▸ PASSAGE PROVIDED:
Rick’s Top 20 DC Restaurants — Summer 2017
The DC restaurant scene continues to froth along with major openings dwarfing significant closings (RIP, Ripple) and gentrifying neighborhoods like Ivy City creating ambitious new dining options where none existed before.
It does make you wonder where the people are coming from to fill all those seats — particularly the 20-somethings who can afford to eat out so often — and how long this pace can be sustained. But now’s not the time for worry-warting. That’d be like Golden State fans stewing about what’ll happen when Durant and Curry retire. We’ll deal with it then. For now, enjoy the run.
But all that change does mean it’s time to take another look at my top-20 restaurant list from last fall. That list no longer reflects the current state of DC dining. If it were any more dated, I could hang it in my closet with the rest of my neckties.

▸ MATERIAL:
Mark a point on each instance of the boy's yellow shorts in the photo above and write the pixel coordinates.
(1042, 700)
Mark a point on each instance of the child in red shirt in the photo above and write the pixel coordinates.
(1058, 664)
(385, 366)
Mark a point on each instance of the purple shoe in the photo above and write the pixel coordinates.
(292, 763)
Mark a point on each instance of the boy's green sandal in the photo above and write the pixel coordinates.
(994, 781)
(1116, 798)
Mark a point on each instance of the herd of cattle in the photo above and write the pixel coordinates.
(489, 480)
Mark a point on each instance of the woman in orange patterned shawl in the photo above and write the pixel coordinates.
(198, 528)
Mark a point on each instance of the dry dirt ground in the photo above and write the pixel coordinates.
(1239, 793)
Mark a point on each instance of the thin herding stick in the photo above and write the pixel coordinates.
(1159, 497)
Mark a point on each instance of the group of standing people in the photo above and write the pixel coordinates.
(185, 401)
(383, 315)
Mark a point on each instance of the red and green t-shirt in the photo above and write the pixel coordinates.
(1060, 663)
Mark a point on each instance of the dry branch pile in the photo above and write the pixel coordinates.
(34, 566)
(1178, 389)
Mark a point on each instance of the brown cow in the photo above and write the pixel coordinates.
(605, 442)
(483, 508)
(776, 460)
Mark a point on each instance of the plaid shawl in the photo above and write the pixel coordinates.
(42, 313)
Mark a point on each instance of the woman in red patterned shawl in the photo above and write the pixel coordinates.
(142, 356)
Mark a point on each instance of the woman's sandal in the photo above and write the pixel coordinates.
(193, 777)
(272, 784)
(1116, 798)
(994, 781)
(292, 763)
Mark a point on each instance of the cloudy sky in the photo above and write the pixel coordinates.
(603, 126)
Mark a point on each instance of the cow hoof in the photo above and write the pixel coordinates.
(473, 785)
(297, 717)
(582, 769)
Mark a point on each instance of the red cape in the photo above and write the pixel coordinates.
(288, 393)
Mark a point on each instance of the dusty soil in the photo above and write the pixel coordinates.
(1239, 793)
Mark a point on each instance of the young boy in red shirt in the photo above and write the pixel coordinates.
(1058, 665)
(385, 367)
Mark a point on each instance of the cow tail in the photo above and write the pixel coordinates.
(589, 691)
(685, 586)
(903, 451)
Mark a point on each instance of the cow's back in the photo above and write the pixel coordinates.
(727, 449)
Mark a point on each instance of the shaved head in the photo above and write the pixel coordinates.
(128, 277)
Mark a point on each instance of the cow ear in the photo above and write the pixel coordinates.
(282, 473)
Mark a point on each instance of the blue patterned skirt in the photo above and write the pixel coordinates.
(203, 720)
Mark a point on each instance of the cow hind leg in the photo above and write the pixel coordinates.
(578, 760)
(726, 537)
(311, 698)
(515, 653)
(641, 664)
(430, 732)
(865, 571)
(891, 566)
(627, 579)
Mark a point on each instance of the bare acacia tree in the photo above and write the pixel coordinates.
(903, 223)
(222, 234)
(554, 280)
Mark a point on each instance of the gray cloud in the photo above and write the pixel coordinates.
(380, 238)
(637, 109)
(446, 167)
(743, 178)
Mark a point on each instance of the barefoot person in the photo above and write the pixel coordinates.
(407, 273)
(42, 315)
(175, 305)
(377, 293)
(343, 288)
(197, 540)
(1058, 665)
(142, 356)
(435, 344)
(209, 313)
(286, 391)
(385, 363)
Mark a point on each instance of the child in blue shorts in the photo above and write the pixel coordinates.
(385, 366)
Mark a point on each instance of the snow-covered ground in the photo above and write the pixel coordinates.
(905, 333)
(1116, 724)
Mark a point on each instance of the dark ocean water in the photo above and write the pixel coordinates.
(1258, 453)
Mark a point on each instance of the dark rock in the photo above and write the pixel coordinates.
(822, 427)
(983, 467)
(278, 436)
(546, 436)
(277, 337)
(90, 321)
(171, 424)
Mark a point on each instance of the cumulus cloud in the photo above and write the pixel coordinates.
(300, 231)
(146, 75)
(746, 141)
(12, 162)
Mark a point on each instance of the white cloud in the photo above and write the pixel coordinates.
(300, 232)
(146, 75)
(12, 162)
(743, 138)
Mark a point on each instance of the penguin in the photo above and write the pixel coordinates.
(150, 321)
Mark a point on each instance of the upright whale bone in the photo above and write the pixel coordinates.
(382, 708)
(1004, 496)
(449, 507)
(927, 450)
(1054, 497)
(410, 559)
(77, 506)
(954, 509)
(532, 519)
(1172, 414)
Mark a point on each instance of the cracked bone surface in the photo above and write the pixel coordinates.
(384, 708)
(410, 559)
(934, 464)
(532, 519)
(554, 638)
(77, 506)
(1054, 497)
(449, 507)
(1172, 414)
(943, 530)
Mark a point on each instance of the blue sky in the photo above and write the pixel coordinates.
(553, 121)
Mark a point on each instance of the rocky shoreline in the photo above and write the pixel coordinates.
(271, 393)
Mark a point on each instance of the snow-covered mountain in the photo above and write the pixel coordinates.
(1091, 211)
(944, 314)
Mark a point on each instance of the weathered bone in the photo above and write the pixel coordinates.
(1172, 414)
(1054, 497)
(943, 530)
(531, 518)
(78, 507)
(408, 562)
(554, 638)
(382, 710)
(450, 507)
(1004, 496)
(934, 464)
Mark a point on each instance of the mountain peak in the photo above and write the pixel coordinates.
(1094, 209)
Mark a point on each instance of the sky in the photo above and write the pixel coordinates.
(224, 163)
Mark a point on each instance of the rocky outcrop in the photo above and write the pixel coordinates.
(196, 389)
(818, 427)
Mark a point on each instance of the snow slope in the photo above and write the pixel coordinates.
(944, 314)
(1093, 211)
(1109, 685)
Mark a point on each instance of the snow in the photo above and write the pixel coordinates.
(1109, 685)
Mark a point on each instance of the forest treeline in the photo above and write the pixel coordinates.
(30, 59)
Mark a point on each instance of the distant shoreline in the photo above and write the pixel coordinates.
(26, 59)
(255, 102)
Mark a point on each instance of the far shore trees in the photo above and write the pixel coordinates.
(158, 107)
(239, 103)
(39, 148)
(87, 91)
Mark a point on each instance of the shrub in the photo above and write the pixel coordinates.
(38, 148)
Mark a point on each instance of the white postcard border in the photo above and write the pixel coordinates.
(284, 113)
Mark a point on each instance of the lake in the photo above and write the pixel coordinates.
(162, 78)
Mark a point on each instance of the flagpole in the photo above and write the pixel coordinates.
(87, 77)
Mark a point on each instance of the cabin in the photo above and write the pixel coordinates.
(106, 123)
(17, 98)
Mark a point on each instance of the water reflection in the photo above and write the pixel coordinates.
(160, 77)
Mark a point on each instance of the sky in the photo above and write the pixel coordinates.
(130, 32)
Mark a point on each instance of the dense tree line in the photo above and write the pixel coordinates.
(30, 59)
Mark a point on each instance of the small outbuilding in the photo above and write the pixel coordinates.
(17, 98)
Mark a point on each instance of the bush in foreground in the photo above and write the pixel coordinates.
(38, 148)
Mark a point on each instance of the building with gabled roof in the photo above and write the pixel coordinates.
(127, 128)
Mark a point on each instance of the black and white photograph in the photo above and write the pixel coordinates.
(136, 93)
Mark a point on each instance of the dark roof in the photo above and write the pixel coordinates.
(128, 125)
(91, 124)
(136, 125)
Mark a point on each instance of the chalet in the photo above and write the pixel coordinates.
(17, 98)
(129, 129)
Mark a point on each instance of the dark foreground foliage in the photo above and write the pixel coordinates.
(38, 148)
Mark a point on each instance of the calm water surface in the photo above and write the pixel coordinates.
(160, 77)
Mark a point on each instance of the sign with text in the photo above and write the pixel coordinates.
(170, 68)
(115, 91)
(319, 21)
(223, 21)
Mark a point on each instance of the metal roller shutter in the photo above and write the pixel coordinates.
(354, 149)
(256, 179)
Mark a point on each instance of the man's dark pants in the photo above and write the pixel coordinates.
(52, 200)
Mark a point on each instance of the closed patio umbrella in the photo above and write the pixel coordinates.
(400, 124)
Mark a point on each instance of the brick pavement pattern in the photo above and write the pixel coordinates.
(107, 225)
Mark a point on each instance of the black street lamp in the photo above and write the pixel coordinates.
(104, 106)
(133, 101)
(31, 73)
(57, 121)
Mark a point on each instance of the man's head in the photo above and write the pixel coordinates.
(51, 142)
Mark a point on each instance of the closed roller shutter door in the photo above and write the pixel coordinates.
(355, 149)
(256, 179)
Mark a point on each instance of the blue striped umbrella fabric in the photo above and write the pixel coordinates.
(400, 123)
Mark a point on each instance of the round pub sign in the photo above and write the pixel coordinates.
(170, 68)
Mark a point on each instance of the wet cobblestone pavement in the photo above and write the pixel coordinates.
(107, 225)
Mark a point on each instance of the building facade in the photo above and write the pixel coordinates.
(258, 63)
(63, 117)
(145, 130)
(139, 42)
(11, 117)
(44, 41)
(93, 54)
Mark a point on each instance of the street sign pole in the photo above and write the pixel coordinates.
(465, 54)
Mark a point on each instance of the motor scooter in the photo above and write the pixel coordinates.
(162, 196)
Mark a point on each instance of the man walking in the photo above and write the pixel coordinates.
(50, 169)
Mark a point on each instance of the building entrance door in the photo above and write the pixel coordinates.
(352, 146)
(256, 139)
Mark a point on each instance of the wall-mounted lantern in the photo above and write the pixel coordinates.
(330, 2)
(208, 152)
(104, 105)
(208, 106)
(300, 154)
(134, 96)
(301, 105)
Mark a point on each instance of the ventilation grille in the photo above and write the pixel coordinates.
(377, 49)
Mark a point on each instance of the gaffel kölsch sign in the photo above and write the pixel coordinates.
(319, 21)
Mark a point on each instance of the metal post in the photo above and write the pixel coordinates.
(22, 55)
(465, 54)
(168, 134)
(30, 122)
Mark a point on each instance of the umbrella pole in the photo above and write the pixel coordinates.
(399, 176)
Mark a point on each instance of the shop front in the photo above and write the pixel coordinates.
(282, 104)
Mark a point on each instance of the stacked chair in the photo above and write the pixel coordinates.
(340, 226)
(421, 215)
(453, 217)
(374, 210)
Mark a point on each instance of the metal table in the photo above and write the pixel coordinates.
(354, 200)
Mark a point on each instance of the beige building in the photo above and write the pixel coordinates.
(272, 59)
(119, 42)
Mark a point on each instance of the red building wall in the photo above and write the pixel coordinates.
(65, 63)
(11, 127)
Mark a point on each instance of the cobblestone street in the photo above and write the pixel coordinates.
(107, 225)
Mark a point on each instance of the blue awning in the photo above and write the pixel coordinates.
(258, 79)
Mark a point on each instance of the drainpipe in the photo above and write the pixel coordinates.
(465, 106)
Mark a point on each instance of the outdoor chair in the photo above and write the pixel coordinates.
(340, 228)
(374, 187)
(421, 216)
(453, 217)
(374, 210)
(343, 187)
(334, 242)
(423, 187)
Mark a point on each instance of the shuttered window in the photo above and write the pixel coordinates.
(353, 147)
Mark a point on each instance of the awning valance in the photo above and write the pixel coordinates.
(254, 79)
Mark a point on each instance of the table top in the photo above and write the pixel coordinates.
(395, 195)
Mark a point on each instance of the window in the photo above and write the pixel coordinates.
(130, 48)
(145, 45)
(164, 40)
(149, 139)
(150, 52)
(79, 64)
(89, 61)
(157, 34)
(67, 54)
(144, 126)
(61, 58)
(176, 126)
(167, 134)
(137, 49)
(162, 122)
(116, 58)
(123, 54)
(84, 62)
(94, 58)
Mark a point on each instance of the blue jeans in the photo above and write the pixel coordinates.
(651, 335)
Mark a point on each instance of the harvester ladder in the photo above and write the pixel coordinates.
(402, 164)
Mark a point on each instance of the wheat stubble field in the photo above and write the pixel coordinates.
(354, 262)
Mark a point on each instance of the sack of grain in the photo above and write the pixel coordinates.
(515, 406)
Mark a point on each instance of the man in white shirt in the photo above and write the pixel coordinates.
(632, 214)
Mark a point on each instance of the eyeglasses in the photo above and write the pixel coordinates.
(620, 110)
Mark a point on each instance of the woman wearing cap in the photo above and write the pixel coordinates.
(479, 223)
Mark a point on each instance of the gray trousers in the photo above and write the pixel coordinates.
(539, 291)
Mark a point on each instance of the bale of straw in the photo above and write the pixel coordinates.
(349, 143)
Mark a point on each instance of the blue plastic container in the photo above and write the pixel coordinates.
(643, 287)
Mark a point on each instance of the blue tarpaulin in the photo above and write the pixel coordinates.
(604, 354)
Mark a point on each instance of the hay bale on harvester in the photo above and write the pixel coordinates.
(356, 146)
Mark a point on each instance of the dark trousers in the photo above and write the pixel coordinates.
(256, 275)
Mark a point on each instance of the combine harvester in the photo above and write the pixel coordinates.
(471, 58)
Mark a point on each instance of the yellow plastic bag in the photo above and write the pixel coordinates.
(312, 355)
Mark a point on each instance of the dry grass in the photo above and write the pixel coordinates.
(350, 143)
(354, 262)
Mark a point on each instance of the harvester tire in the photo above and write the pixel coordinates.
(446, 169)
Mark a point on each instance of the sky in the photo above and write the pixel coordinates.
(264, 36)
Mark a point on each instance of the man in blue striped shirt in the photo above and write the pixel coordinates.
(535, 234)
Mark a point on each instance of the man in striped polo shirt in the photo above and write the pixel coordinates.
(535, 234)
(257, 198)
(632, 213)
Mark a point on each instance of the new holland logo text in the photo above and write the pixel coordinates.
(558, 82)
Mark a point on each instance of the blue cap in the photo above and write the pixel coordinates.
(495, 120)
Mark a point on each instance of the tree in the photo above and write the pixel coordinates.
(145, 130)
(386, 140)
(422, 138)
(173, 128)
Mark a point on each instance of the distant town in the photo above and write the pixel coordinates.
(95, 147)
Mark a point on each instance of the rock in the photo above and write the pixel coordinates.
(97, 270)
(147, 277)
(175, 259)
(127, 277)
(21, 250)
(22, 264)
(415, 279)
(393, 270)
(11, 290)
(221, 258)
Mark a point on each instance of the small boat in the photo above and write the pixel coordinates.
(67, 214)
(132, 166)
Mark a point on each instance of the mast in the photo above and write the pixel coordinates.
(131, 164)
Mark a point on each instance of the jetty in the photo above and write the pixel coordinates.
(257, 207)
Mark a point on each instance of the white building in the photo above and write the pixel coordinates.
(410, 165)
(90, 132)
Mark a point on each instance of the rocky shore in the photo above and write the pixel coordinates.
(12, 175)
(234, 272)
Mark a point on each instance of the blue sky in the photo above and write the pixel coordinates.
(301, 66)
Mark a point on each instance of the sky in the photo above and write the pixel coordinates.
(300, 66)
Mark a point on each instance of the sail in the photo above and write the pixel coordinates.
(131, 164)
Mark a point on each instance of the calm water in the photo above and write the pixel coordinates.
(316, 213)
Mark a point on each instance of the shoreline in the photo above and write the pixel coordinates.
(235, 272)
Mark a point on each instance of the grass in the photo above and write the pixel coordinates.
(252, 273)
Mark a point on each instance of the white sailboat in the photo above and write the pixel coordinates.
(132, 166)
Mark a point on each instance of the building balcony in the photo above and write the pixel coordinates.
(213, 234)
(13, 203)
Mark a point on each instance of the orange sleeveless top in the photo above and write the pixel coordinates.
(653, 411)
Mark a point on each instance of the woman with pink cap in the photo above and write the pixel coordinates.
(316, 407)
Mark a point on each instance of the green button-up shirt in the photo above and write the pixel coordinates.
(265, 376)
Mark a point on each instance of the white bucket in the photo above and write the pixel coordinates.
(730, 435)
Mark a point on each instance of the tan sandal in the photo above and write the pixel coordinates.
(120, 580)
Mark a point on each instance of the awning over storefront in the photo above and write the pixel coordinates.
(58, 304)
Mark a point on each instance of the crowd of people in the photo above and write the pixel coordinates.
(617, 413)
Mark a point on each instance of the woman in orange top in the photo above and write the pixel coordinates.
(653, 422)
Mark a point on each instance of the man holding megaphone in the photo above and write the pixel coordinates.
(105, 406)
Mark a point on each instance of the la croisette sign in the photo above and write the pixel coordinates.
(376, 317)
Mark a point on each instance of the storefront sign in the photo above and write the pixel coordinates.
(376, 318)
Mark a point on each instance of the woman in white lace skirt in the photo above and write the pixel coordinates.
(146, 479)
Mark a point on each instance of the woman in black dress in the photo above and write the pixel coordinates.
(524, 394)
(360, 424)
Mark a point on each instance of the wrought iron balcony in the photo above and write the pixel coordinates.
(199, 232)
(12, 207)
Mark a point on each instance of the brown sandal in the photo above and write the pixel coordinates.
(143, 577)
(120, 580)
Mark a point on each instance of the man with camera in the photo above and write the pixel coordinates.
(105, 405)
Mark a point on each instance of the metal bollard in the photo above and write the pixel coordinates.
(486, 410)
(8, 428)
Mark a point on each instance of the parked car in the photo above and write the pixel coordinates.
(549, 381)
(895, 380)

▸ THE TASKS:
A. State whether each statement agrees with the passage on DC restaurants, answering yes or no and quoting the words of the passage that decide it.
(i) The writer's earlier top-20 list dates from the previous fall.
(ii) Ripple is one of the new restaurants that recently opened.
(iii) The writer believes now is the time to worry about how long the pace can last.
B. Using the passage on DC restaurants, answer each question.
(i) Which gentrifying neighborhood does the passage name?
(ii) Which two players' retirement does the writer mention?
(iii) Where does the writer say a more dated list could be hung?
C. Carry on the passage on DC restaurants from the point where it stops.
The records come from a source separate from the DC restaurant passage.

▸ RESPONSES TO THE TASKS:
A.
(i) Yes: "my top-20 restaurant list from last fall"
(ii) No: "significant closings (RIP, Ripple)"
(iii) No: "But now’s not the time for worry-warting."

B.
(i) Ivy City
(ii) Durant and Curry
(iii) In the writer's closet, with the rest of the writer's neckties

C.
As before, these aren’t necessarily the “finest” restaurants in DC or where I’d go if I were eating on someone else’s dime. Nor does it include my favorite “cheap eats” destinations (you can find those here, here, here, and here.) Instead, these are the restaurants I’m most excited to go back to and that I’d be most likely to recommend to a friend who wants to know what’s worth checking out.
You’ll see that there are a lot of newer restaurants on the list. Some of that is inevitable when the standard is what’s exciting right now — your first time eating bomba rice at Arroz is more exciting than your third helping of fried chicken “coq au vin” at Convivial. But it also reflects the fact that we’ve had an incredible influx of ambitious restaurants in the past year or two that are now in their prime.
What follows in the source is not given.